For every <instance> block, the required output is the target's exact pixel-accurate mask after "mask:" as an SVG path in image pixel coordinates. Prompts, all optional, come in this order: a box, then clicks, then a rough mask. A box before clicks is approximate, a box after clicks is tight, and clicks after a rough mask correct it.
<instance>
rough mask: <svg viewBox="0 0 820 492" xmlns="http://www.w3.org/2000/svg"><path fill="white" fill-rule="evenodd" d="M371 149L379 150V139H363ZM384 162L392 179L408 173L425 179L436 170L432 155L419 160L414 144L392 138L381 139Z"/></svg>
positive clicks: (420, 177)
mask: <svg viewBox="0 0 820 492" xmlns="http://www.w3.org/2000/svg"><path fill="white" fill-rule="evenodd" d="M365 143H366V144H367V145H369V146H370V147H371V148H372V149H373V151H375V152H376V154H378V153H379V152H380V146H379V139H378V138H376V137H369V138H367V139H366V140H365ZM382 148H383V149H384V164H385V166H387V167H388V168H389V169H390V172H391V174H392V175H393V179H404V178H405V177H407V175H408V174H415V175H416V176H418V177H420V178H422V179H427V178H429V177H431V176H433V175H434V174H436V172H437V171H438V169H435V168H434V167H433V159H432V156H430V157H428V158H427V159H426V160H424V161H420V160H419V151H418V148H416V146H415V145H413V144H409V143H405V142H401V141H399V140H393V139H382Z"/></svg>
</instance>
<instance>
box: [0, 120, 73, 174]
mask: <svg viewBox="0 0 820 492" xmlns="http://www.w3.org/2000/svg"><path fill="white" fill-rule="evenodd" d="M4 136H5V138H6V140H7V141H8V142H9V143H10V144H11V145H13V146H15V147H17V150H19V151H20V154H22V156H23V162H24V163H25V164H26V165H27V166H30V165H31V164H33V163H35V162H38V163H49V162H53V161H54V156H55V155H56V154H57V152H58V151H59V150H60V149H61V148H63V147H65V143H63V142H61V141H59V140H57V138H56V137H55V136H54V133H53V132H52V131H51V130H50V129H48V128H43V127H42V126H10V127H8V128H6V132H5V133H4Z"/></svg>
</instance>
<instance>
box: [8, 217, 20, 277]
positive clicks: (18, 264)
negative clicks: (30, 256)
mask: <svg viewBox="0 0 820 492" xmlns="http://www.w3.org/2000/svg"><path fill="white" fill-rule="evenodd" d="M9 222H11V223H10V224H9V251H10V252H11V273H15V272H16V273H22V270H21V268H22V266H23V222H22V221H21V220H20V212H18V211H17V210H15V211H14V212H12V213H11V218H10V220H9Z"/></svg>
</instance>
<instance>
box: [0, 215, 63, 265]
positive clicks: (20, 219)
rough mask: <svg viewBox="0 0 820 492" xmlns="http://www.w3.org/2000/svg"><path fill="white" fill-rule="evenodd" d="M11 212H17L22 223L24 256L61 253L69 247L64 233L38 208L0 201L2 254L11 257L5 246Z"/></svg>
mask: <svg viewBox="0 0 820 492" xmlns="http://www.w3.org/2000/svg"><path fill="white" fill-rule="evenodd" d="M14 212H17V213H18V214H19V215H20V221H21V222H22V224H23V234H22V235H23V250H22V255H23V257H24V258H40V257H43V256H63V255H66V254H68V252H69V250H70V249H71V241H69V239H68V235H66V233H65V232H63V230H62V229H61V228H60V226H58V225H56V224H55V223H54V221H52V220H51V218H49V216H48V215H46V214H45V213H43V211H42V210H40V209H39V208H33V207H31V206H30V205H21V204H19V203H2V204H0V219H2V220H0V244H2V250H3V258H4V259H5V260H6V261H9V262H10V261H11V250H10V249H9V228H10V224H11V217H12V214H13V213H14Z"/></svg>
======
** WORK ITEM **
The complete listing, unchanged, is the expected answer.

** THE COMPLETED TASK **
For every <instance> block, the required output is the target's exact pixel-accurate mask after "mask:" as an SVG path in image pixel coordinates. Prompts, all optional, come in this order: a box, then clicks, then a rough mask. A box before clicks is approximate, a box after clicks is tight, and clicks after a rough mask correct it.
<instance>
rough mask: <svg viewBox="0 0 820 492" xmlns="http://www.w3.org/2000/svg"><path fill="white" fill-rule="evenodd" d="M371 149L379 150V139H363ZM384 162L392 179L408 173L425 179L436 170L432 155L419 160L414 144L392 138L381 139Z"/></svg>
positive clicks: (420, 177)
mask: <svg viewBox="0 0 820 492" xmlns="http://www.w3.org/2000/svg"><path fill="white" fill-rule="evenodd" d="M365 143H366V144H367V145H369V146H370V147H371V148H372V149H373V151H375V152H376V154H378V153H379V152H380V146H379V139H378V138H376V137H369V138H367V139H366V140H365ZM382 148H383V149H384V164H385V166H387V167H388V168H389V169H390V172H391V174H392V175H393V179H404V178H405V177H407V175H408V174H415V175H416V176H418V177H420V178H422V179H427V178H429V177H431V176H433V175H434V174H436V172H437V171H438V169H435V168H434V167H433V159H432V156H430V157H428V158H427V159H426V160H424V161H420V160H419V151H418V148H416V146H415V145H413V144H409V143H405V142H401V141H399V140H393V139H382Z"/></svg>
</instance>
<instance>
box: [0, 120, 73, 174]
mask: <svg viewBox="0 0 820 492" xmlns="http://www.w3.org/2000/svg"><path fill="white" fill-rule="evenodd" d="M4 136H5V138H6V140H7V141H8V142H9V143H10V144H11V145H13V146H15V147H17V150H19V151H20V154H22V156H23V162H24V163H25V164H26V165H27V166H30V165H31V164H33V163H35V162H38V163H49V162H53V161H54V156H55V155H56V154H57V152H58V151H59V150H60V149H61V148H63V147H65V143H63V142H61V141H59V140H57V138H56V137H55V136H54V133H53V132H52V131H51V130H50V129H48V128H43V127H42V126H10V127H8V128H6V132H5V133H4Z"/></svg>
</instance>
<instance>
box: [8, 217, 20, 277]
positive clicks: (18, 264)
negative clicks: (30, 256)
mask: <svg viewBox="0 0 820 492" xmlns="http://www.w3.org/2000/svg"><path fill="white" fill-rule="evenodd" d="M9 222H11V223H10V224H9V251H10V252H11V273H15V272H16V273H22V270H21V268H22V266H23V222H22V221H21V220H20V212H18V211H17V210H15V211H14V212H12V213H11V218H10V220H9Z"/></svg>
</instance>
<instance>
box: [0, 215, 63, 265]
positive clicks: (20, 219)
rough mask: <svg viewBox="0 0 820 492" xmlns="http://www.w3.org/2000/svg"><path fill="white" fill-rule="evenodd" d="M11 212H17L22 223L24 256L61 253L69 247L64 233L38 208L0 201L2 254L11 257L5 246Z"/></svg>
mask: <svg viewBox="0 0 820 492" xmlns="http://www.w3.org/2000/svg"><path fill="white" fill-rule="evenodd" d="M14 212H17V213H18V214H19V215H20V221H21V222H22V224H23V234H22V235H23V250H22V255H23V257H24V258H40V257H43V256H63V255H66V254H68V252H69V250H70V249H71V241H69V239H68V235H66V233H65V232H63V230H62V229H61V228H60V226H58V225H56V224H55V223H54V221H52V220H51V218H49V216H48V215H46V214H45V213H43V211H42V210H40V209H39V208H33V207H31V206H30V205H21V204H19V203H2V204H0V219H2V220H0V244H2V250H3V258H4V259H5V260H6V261H9V262H10V261H11V250H10V249H9V228H10V224H11V217H12V214H13V213H14Z"/></svg>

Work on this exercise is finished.